TRAVAIL DEMANDÉ ▸
1) Selon le texte proposé, pourquoi un mouvement social ou politique sain devrait-il examiner régulièrement ses propres excroissances ? Répondez en une à trois phrases.
2) Dans le texte proposé, quel écrivain est cité pour son jugement sévère sur la gauche française ?
3) Rédigez la suite du texte proposé en reprenant après sa dernière phrase.

Mais quiconque est un tantinet honnête avec soi-même devrait être en mesure de reconnaitre le principe du mal*: quelle est sa source et comment il opère en nous.
L’auto-examen des siens
Dans la foulée, cette lutte contre les impuretés se poursuit partout. Partout hors de soi.
Ainsi, d’audacieux sbires se sont engagés dans une sorte de maccarthysme inversé, chassant des sorcières ayant déjà, peut-être, pris un café avec la 3e voisine d’un gars qui ferait partie d’un groupe d’extrême-droite, et fouinant jusque dans les recoins poussiéreux du comité exécutif du PQ dans la circonscription de Fabre.
D’autres journalistes vont momentanément se transformer en agents promotionnels d’une solution chimique comme remède miracle contre les méchants réactionnaires.
Pendant ce temps, le mal, en super forme, court toujours…
À l’inverse, je crois (naïvement peut-être) qu’un mouvement social ou politique sain devrait, en plus de développer une critique de ce qui cloche dans le monde, procéder régulièrement à un examen attentif des excroissances qui le menacent de l’intérieur.
Par exemple, j’aime bien lire un écrivain de gauche qui est aussi dur envers la gauche qu’envers la droite. Robert McLiam Wilson affirmait dans Limite que la « gauche française est comme celle de Londres : relativiste, bourgeoise, et antiprolétaire. Il n’y a plus rien en commun entre elle et les classes populaires. »
Encore, je me réjouis de voir Andrew Scheer prendre ses distances de certains médias faisant leur miel avec la haine.
Ou enfin, cette sortie de Noam Chomsky regrettant la fâcheuse maladresse des manifestants de gauche à Charlottesville.
La rencontre
On ne nait pas raciste. On le devient.
Nos erreurs sont souvent le résultat de blessures et de mauvaises interprétations du réel. Ne pas en tenir compte nous condamne à répéter les mêmes sermons en boucle, comme des Sisyphe, sur Facebook, sur nos blogues, sur les lignes ouvertes.
Un peu comme pour le gros macho : il suffirait de lui dire d’arrêter d’être misogyne pour qu’il se mette soudainement – pourquoi n’y avait-il pas pensé avant, ô mystère ? – à traiter la femme en respectant pleinement sa dignité.
Pendant tout ça, je rêve au jour où tous ceux qui font la morale antiracisme offriront autre chose aux fachos qu’une série de poncifs sur le vivre-ensemble.
Je rêve qu’un jour nous aurons le courage – bien au-delà des débats par médias sociaux interposés – de faire ce que Jean-Paul II a fait avec les dirigeants communistes du bloc de l’Est : s’assoir avec l’ennemi, ne pas le réduire à ses idées, et engager une virile discussion.

DONNÉES FOURNIES ▸

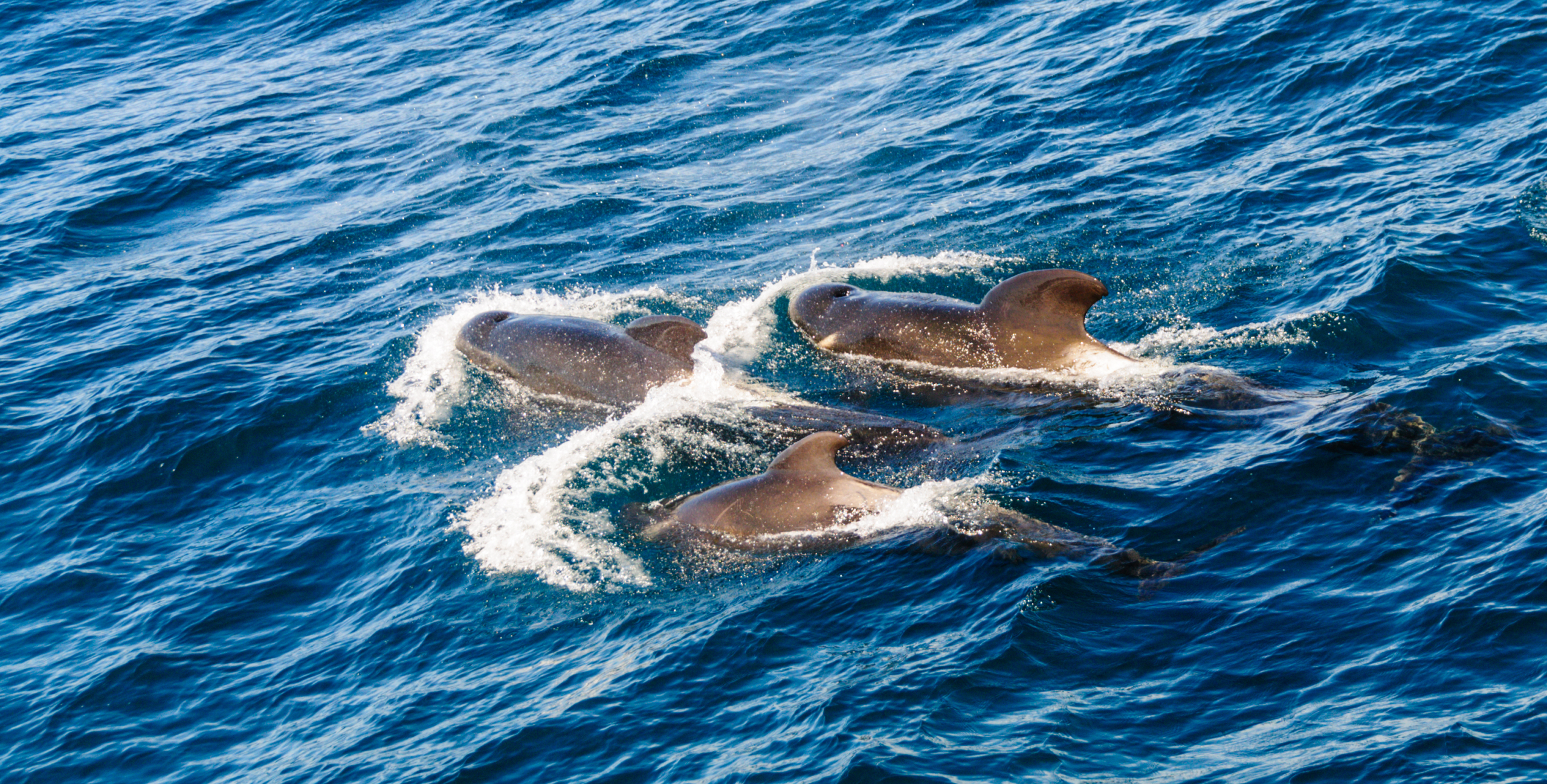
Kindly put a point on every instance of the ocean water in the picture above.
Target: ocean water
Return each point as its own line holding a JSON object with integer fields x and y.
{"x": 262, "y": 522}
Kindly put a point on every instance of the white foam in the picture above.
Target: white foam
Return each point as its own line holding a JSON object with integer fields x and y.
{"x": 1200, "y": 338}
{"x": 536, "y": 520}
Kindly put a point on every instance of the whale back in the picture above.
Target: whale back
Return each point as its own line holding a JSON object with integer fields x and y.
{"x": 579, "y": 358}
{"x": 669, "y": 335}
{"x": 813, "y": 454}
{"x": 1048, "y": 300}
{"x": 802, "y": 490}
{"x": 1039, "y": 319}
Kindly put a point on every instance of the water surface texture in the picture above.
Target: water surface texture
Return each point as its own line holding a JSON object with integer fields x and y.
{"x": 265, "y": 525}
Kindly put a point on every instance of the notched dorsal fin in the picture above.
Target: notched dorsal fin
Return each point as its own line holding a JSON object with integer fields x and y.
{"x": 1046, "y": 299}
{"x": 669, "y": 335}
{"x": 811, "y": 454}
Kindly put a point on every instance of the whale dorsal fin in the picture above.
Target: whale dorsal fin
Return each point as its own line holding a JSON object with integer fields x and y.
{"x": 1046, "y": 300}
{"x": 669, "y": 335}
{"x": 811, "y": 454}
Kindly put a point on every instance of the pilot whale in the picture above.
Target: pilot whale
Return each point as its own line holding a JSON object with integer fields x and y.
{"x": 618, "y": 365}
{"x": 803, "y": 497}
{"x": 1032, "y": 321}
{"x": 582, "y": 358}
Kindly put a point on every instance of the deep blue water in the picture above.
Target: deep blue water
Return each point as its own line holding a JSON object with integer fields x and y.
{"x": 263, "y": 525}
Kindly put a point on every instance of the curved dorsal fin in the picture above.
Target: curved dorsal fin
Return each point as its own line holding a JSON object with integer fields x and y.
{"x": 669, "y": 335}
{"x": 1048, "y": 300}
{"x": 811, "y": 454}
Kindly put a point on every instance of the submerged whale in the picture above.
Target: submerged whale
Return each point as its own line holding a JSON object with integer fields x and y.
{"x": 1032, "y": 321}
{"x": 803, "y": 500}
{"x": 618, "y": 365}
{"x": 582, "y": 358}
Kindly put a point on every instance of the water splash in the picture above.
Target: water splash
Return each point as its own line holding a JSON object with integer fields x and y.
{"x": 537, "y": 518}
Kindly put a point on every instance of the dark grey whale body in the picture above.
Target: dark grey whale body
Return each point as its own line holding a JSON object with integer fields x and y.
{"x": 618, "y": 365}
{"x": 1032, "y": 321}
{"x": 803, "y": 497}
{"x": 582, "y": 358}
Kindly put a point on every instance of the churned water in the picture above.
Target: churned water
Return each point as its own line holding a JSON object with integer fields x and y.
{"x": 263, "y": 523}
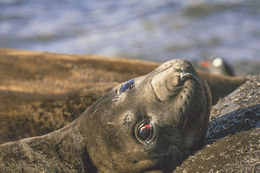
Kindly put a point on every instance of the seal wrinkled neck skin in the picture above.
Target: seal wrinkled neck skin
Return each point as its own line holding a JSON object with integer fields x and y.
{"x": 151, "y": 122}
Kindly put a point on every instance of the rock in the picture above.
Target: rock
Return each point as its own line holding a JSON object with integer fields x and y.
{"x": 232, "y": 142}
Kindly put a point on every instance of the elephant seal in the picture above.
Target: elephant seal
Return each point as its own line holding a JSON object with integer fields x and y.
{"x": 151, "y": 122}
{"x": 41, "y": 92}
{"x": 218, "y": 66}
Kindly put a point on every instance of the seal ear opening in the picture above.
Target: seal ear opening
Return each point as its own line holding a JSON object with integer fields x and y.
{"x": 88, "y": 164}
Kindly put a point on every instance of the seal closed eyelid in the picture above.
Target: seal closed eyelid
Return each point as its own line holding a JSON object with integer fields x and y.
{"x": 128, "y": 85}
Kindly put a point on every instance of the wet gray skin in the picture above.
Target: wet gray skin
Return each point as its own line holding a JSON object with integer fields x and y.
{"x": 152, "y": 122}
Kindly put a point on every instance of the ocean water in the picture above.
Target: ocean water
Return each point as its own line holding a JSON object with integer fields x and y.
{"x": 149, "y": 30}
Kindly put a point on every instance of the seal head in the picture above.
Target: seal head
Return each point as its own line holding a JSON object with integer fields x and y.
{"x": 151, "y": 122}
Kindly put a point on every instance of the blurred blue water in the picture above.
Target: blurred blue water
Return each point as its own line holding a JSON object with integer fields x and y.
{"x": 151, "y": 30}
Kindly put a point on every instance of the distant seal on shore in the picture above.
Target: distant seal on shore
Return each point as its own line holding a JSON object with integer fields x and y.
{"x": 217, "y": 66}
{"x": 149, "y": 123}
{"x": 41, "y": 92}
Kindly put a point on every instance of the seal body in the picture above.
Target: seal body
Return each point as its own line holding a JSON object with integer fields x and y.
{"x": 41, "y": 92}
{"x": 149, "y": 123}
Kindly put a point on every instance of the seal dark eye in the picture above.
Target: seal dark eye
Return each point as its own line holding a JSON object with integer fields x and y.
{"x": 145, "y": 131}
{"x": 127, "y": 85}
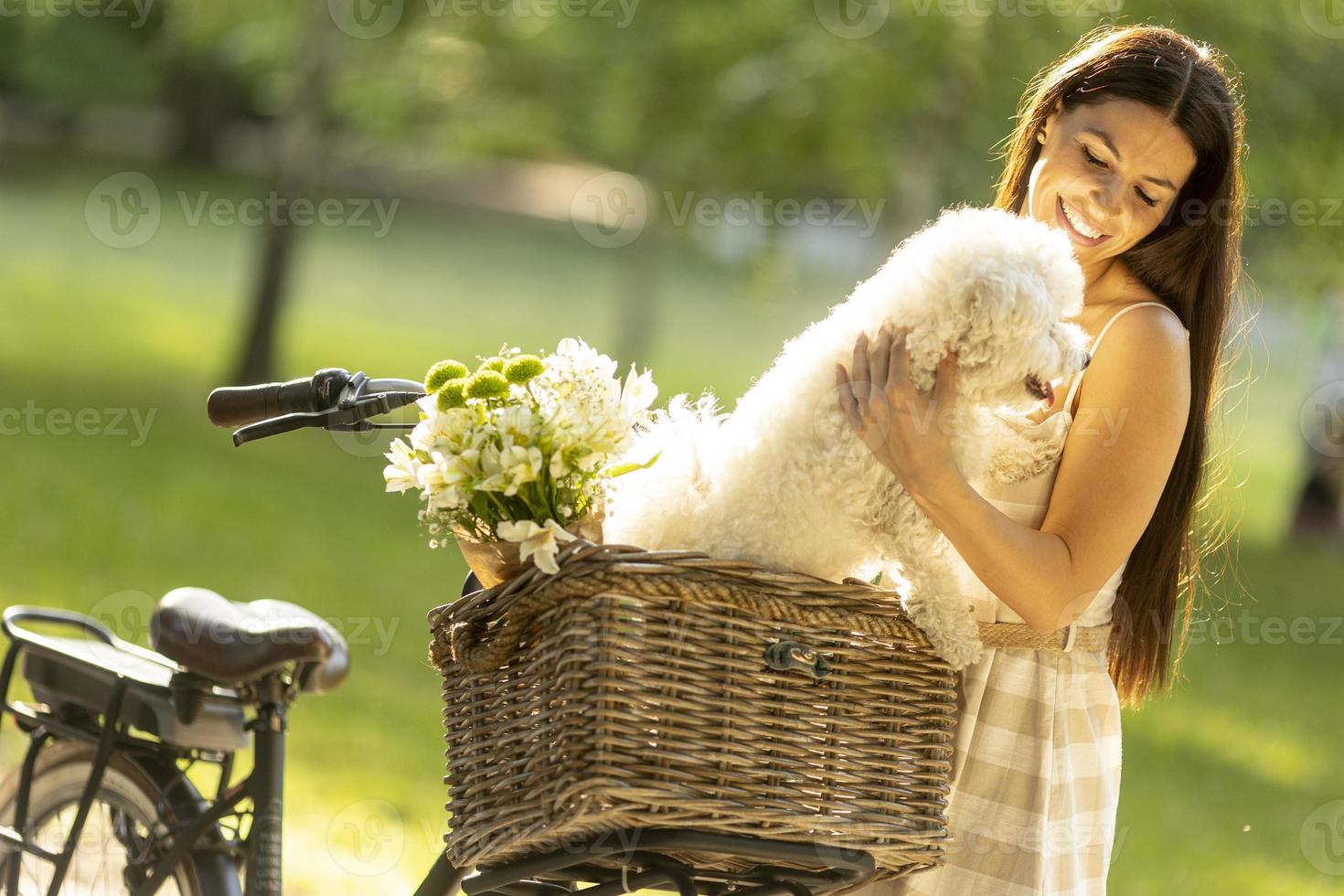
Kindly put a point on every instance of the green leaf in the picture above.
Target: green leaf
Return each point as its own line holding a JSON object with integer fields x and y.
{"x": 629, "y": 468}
...
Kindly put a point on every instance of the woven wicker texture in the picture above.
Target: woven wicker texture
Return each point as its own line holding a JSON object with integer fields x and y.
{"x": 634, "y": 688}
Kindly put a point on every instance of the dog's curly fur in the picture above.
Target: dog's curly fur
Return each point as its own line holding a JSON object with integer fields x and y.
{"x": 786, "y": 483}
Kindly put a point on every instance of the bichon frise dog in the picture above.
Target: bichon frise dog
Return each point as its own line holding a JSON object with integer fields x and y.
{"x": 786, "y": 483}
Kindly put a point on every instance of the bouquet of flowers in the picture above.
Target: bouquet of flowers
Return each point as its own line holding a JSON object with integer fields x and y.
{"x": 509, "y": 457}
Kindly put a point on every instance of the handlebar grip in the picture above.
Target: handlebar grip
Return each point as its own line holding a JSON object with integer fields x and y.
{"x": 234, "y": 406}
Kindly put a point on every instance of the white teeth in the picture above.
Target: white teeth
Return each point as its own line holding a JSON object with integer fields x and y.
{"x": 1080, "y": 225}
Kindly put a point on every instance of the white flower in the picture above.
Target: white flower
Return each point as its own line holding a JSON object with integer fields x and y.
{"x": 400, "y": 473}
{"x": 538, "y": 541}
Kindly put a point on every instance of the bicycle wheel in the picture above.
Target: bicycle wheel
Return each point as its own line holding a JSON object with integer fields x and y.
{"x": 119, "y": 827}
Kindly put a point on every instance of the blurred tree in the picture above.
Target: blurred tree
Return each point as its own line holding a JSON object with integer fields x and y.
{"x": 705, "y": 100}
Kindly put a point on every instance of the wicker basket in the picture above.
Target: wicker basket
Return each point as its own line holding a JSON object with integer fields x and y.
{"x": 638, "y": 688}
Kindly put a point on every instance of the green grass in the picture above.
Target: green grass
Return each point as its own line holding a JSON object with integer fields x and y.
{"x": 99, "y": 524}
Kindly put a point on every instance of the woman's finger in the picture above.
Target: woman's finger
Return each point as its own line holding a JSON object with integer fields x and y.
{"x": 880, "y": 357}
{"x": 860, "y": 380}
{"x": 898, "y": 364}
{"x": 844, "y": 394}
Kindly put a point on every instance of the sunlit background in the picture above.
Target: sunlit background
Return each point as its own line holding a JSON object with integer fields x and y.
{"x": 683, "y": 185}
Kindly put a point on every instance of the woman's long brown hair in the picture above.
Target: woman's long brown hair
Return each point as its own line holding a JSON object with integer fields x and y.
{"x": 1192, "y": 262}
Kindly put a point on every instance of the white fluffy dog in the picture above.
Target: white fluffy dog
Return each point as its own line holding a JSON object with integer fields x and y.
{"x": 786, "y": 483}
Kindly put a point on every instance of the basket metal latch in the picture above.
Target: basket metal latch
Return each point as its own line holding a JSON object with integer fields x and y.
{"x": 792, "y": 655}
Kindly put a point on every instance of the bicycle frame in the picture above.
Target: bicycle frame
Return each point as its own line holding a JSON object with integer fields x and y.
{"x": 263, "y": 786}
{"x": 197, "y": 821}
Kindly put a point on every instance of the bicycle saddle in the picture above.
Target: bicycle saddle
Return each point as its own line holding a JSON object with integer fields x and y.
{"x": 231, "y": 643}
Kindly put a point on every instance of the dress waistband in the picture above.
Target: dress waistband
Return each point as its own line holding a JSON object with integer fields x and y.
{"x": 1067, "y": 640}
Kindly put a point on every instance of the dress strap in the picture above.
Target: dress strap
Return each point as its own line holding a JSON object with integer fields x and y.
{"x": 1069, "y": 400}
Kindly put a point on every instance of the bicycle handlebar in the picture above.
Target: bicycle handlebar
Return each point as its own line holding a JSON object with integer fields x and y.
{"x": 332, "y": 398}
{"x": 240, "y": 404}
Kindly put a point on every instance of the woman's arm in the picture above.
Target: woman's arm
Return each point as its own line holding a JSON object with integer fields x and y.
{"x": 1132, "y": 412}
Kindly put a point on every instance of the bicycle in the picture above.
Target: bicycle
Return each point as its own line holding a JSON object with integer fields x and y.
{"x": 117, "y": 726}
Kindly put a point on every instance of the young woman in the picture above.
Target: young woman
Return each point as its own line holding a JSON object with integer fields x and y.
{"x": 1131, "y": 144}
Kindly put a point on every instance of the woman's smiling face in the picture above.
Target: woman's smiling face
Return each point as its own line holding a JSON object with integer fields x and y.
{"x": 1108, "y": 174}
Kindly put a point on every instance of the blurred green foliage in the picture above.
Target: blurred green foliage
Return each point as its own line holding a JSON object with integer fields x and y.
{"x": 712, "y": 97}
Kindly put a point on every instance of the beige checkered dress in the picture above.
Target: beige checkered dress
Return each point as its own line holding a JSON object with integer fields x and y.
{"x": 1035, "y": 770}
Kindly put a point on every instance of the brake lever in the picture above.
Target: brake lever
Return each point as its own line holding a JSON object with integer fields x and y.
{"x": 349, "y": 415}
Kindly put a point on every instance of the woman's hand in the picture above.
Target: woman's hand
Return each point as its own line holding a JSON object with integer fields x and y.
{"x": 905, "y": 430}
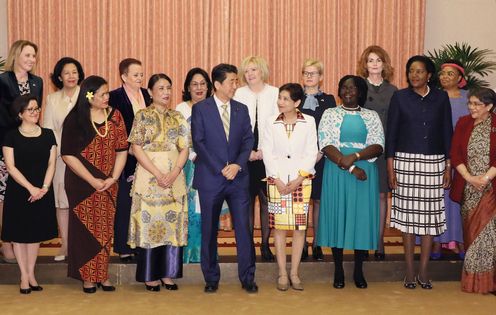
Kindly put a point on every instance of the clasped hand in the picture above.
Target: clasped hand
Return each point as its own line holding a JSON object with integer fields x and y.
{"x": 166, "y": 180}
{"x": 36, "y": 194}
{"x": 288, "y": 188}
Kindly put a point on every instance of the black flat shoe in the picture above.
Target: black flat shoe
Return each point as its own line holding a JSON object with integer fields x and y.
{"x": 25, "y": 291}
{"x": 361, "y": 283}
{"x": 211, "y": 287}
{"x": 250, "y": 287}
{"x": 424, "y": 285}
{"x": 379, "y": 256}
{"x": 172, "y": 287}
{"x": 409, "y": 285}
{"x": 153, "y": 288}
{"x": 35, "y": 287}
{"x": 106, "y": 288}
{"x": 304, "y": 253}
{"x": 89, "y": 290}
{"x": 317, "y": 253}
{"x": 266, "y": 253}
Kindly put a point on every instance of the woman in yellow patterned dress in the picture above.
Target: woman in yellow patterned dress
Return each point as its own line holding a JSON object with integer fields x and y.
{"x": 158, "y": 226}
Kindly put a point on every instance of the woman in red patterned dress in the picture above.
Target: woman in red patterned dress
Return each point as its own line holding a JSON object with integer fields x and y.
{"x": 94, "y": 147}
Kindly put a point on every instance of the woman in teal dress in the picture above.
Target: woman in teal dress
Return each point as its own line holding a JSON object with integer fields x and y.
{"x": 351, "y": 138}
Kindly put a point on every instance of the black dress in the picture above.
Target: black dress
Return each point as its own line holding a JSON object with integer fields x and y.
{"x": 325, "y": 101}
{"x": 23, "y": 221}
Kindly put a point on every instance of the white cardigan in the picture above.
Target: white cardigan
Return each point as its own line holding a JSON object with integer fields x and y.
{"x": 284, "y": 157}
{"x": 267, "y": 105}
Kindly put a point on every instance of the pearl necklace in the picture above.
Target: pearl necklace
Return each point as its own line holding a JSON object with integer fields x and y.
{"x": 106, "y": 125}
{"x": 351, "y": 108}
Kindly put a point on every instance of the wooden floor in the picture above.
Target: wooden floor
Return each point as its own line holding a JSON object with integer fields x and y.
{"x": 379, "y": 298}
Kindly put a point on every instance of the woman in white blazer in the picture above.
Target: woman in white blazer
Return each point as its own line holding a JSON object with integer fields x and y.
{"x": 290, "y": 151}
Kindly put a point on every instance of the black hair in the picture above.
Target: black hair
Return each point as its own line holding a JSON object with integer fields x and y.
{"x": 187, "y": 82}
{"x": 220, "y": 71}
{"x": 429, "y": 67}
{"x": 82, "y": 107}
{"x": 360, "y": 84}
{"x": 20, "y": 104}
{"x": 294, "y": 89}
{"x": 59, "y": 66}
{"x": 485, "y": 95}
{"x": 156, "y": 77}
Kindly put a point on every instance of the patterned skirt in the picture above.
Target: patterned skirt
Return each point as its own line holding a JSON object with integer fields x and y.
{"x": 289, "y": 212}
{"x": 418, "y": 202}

RÉPONSES ATTENDUES ▸
1) Un mouvement sain ne doit pas se contenter de critiquer ce qui cloche dans le monde. Il doit aussi examiner attentivement ses excroissances, parce qu'elles le menacent de l'intérieur.

2) Robert McLiam Wilson, dans Limite.

3)
Note :
* En 1963, lorsque la journaliste et philosophe Hannah Arendt a couvert le procès d’Eichmann, ce grand architecte des camps de concentration nazis, elle n’a rien vu chez cet homme du monstre dont tout le monde parlait depuis des années.
Elle y a vu un homme extrêmement loyal à l’État. La banalité du mal décrite par Arendt dans Eichmann à Jérusalem, lui vaudra de sévères critiques de la part de ceux qui préfèrent séparer un peu trop tôt le bon grain de l’ivraie en classant les bons d’un côté et les monstres de l’autre.
Une lettre collective intitulée « Hannah Arendt est-elle nazie ? » est alors publiée dans Le Nouvel Observateur [édition du 26 octobre 1966, citée par Chantal Delsol sur le site de L’Agora]. On lui reproche ses réserves face au manichéisme ambiant. C’est que la thèse d’Arendt sur la « banalité du Mal » s’écartait considérablement de la démonisation des meurtriers que l’on retrouvait chez ses détracteurs.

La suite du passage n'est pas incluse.